(Saved entries)
-- -- --

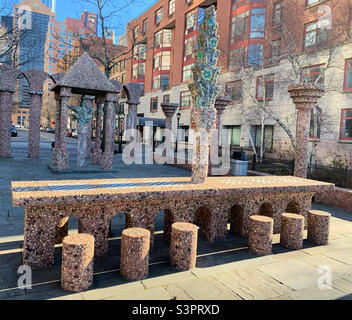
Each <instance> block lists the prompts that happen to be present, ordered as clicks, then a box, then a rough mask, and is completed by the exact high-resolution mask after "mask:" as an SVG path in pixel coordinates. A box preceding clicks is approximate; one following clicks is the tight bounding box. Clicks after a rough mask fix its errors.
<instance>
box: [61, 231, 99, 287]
mask: <svg viewBox="0 0 352 320" xmlns="http://www.w3.org/2000/svg"><path fill="white" fill-rule="evenodd" d="M93 268H94V237H93V236H91V235H89V234H83V233H82V234H74V235H70V236H67V237H65V238H64V240H63V246H62V265H61V288H62V289H63V290H64V291H68V292H81V291H84V290H87V289H88V288H89V287H90V286H91V285H92V284H93Z"/></svg>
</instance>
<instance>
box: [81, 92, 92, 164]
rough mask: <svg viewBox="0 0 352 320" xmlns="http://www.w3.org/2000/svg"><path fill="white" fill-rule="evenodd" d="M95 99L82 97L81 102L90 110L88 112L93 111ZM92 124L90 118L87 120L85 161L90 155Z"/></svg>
mask: <svg viewBox="0 0 352 320" xmlns="http://www.w3.org/2000/svg"><path fill="white" fill-rule="evenodd" d="M94 99H95V97H94V96H83V100H84V101H85V105H86V106H87V107H88V108H90V110H93V101H94ZM92 124H93V117H90V118H89V119H88V123H87V137H86V139H87V141H86V159H89V158H90V157H91V153H92V130H93V128H92Z"/></svg>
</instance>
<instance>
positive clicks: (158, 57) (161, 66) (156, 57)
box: [154, 51, 171, 71]
mask: <svg viewBox="0 0 352 320" xmlns="http://www.w3.org/2000/svg"><path fill="white" fill-rule="evenodd" d="M170 64H171V52H170V51H161V52H159V53H157V54H156V55H155V56H154V71H167V70H170Z"/></svg>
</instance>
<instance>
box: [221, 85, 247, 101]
mask: <svg viewBox="0 0 352 320" xmlns="http://www.w3.org/2000/svg"><path fill="white" fill-rule="evenodd" d="M225 92H226V95H227V96H228V97H229V98H230V99H231V100H232V101H235V102H241V101H242V100H243V88H242V81H241V80H238V81H232V82H229V83H227V84H226V86H225Z"/></svg>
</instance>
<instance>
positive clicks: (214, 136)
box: [209, 96, 231, 174]
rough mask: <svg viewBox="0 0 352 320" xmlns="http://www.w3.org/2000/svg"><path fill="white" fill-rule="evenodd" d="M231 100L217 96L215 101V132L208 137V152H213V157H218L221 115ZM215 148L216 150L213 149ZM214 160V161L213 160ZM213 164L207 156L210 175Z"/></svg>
mask: <svg viewBox="0 0 352 320" xmlns="http://www.w3.org/2000/svg"><path fill="white" fill-rule="evenodd" d="M230 102H231V99H230V98H227V97H225V96H219V97H217V98H216V100H215V104H214V106H215V109H216V124H215V128H216V131H214V130H213V131H212V132H211V135H210V151H211V152H215V156H217V155H218V150H219V148H218V144H219V138H220V137H221V115H222V114H223V113H224V111H225V109H226V107H227V106H228V105H229V104H230ZM215 146H217V148H215ZM214 160H215V159H214ZM212 167H213V164H212V157H211V155H209V173H210V174H211V173H212V171H211V169H212Z"/></svg>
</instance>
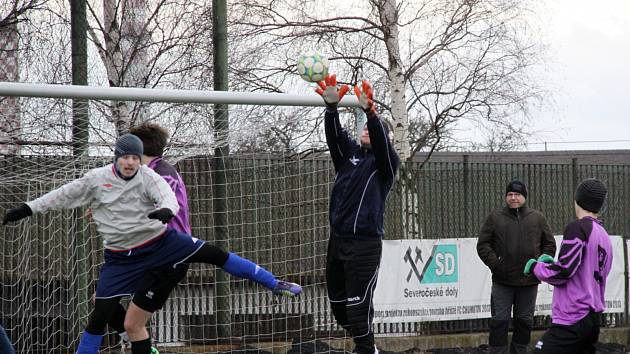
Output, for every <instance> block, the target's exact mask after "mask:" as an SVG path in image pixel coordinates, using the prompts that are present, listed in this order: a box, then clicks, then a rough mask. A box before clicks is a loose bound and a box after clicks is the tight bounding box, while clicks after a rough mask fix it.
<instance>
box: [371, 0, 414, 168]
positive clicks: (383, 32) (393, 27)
mask: <svg viewBox="0 0 630 354" xmlns="http://www.w3.org/2000/svg"><path fill="white" fill-rule="evenodd" d="M376 5H377V6H378V7H379V9H380V11H379V15H380V19H381V24H382V26H383V27H382V30H383V37H384V42H385V47H386V48H387V61H388V67H387V76H388V78H389V82H390V86H389V88H390V96H391V114H392V120H393V122H392V123H393V124H392V125H393V127H394V132H393V133H394V146H395V148H396V151H397V152H398V154H399V155H400V160H401V162H404V161H406V160H407V158H409V118H408V116H407V107H406V102H407V99H406V97H405V75H404V71H403V67H402V60H401V57H400V55H401V54H400V45H399V43H398V41H399V36H398V9H397V6H396V5H397V4H396V0H377V3H376Z"/></svg>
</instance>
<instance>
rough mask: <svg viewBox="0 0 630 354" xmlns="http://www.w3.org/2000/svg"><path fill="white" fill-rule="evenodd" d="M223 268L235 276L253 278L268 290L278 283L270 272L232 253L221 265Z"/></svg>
mask: <svg viewBox="0 0 630 354" xmlns="http://www.w3.org/2000/svg"><path fill="white" fill-rule="evenodd" d="M223 270H225V271H226V272H228V273H230V274H232V275H235V276H237V277H240V278H245V279H249V280H253V281H255V282H257V283H260V284H262V285H263V286H264V287H266V288H267V289H270V290H271V289H273V288H275V287H276V284H278V281H277V280H276V277H274V276H273V274H271V272H269V271H268V270H266V269H265V268H262V267H260V266H259V265H257V264H256V263H254V262H252V261H250V260H249V259H245V258H241V257H239V256H237V255H236V254H234V253H230V254H229V256H228V260H227V261H225V264H224V265H223Z"/></svg>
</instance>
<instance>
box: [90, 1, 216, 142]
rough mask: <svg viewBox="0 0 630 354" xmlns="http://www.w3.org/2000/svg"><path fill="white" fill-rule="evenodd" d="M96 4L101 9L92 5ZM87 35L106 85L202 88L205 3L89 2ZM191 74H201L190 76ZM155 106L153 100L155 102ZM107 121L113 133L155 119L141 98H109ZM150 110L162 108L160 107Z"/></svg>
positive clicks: (205, 9)
mask: <svg viewBox="0 0 630 354" xmlns="http://www.w3.org/2000/svg"><path fill="white" fill-rule="evenodd" d="M98 4H102V8H100V7H98V6H97V5H98ZM89 11H90V13H91V19H92V23H93V24H94V25H93V27H92V28H90V39H91V40H92V42H93V44H94V45H95V46H96V48H97V50H98V53H99V56H100V58H101V60H102V62H103V65H104V67H105V70H106V73H107V82H108V84H109V85H110V86H112V87H123V86H124V87H156V86H161V87H170V88H190V86H189V85H190V84H193V85H194V86H197V87H198V88H203V87H208V86H207V85H208V84H209V82H208V80H207V79H205V78H206V77H208V76H209V75H204V73H205V72H206V71H207V69H208V65H207V58H208V56H209V52H208V51H209V48H210V46H211V43H208V42H209V38H211V35H210V34H211V32H210V31H211V27H210V25H209V24H208V22H204V21H197V17H198V16H199V17H202V18H204V17H205V18H207V16H208V15H207V13H208V11H209V9H208V6H207V5H206V4H203V3H201V4H198V3H195V2H170V1H166V0H160V1H154V2H148V1H146V0H114V1H104V2H100V1H96V2H93V3H90V5H89ZM196 78H203V80H202V81H196V80H195V79H196ZM158 106H159V105H158ZM109 109H110V110H111V113H110V121H111V122H112V123H113V124H114V125H115V127H116V131H117V132H118V133H121V132H124V131H126V130H127V129H128V128H129V126H131V125H135V124H137V123H139V122H141V121H145V120H152V119H155V114H151V112H150V110H149V106H148V105H147V104H146V103H141V102H136V103H134V104H131V103H130V102H111V104H110V105H109ZM155 112H159V113H160V114H163V113H164V107H162V108H160V107H158V108H156V110H155Z"/></svg>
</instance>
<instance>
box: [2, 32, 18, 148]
mask: <svg viewBox="0 0 630 354" xmlns="http://www.w3.org/2000/svg"><path fill="white" fill-rule="evenodd" d="M18 39H19V33H18V27H17V23H12V24H9V25H7V26H5V27H0V81H8V82H17V81H18V73H19V70H18ZM20 126H21V119H20V110H19V105H18V98H17V97H2V98H0V155H15V154H17V153H18V152H19V150H20V148H19V145H18V140H19V137H20Z"/></svg>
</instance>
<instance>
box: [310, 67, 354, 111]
mask: <svg viewBox="0 0 630 354" xmlns="http://www.w3.org/2000/svg"><path fill="white" fill-rule="evenodd" d="M317 85H319V87H318V88H316V89H315V92H317V93H318V94H319V95H320V96H322V98H323V99H324V102H326V106H328V108H332V109H337V105H338V104H339V101H341V99H342V98H343V96H344V95H345V94H346V93H347V92H348V85H341V87H339V88H338V87H337V76H336V75H334V74H333V75H326V77H324V80H322V81H320V82H318V83H317Z"/></svg>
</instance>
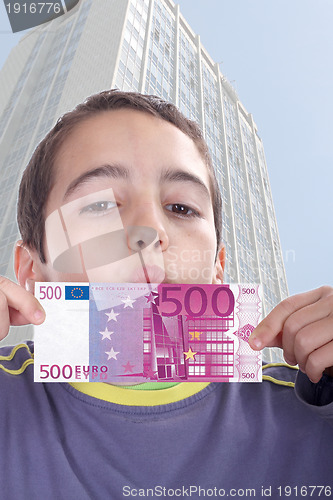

-- -- --

### Exercise
Locate every line in the data above that contains the word "positive", and reproduce each of those lines in full.

### Reply to the task
positive clicks: (158, 57) (161, 66) (156, 57)
positive clicks: (214, 136)
positive clicks: (383, 32) (393, 27)
positive clicks: (205, 9)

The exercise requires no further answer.